-- BEGIN RECORDS TO PROCESS --
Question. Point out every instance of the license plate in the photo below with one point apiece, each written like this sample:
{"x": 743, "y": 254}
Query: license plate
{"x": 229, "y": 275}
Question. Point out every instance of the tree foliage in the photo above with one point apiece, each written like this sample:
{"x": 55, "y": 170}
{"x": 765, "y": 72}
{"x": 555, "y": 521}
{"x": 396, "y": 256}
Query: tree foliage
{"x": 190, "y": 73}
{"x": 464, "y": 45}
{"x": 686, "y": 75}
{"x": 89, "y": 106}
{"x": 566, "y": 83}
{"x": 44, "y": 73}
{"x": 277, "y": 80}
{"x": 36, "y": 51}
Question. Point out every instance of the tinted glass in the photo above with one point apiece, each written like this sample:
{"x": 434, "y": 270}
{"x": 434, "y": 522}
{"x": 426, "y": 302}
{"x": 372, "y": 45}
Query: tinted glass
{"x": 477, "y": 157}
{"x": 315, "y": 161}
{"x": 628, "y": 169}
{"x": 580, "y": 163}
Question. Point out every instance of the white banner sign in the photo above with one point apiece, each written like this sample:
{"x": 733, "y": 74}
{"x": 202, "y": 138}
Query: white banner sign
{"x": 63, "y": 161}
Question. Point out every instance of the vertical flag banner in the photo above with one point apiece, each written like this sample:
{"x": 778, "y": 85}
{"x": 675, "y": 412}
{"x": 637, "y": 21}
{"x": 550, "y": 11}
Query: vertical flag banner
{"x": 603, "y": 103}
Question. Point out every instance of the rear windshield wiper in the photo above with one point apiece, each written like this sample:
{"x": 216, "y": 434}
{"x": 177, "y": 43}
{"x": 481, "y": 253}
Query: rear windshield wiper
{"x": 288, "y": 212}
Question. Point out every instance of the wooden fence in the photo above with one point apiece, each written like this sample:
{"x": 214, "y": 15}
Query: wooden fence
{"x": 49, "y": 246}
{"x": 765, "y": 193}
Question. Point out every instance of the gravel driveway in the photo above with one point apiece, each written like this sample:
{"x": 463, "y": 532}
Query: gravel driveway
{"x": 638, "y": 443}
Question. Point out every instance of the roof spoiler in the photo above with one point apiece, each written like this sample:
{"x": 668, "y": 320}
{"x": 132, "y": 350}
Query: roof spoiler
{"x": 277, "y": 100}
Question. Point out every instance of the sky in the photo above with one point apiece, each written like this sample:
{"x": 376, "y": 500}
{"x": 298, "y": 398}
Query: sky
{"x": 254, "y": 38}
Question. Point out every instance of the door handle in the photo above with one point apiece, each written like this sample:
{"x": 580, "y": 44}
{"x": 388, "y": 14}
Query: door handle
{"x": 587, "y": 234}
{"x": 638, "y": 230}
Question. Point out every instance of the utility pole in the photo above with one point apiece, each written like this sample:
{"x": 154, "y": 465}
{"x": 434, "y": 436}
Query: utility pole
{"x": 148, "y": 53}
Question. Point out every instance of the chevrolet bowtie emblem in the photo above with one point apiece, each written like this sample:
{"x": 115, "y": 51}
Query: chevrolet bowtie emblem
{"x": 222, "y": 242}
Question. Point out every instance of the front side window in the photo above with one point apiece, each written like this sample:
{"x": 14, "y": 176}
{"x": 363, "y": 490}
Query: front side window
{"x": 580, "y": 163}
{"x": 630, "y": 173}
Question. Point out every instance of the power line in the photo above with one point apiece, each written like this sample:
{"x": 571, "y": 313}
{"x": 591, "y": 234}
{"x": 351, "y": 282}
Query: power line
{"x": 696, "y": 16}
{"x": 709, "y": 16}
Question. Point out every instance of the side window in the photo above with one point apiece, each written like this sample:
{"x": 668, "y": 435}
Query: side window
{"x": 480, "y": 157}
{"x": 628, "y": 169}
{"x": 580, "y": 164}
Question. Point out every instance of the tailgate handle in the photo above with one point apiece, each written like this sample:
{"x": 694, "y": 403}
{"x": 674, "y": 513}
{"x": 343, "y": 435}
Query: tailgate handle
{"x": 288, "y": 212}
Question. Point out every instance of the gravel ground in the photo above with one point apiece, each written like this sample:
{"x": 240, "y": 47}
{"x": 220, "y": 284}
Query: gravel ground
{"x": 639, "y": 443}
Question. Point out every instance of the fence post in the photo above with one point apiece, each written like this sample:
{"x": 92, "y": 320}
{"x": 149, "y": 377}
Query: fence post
-- END RECORDS TO PROCESS --
**GOAL**
Convert into a numbered list the lines running from the one containing "Question. Point out every instance of the fence" through the end of the items above, both ends included, and leave out any blank lines.

**RESULT**
1. Question. Point out every instance of the fence post in the photo above with one point apiece, each written like this sample:
2. {"x": 92, "y": 320}
3. {"x": 149, "y": 377}
4. Query: fence post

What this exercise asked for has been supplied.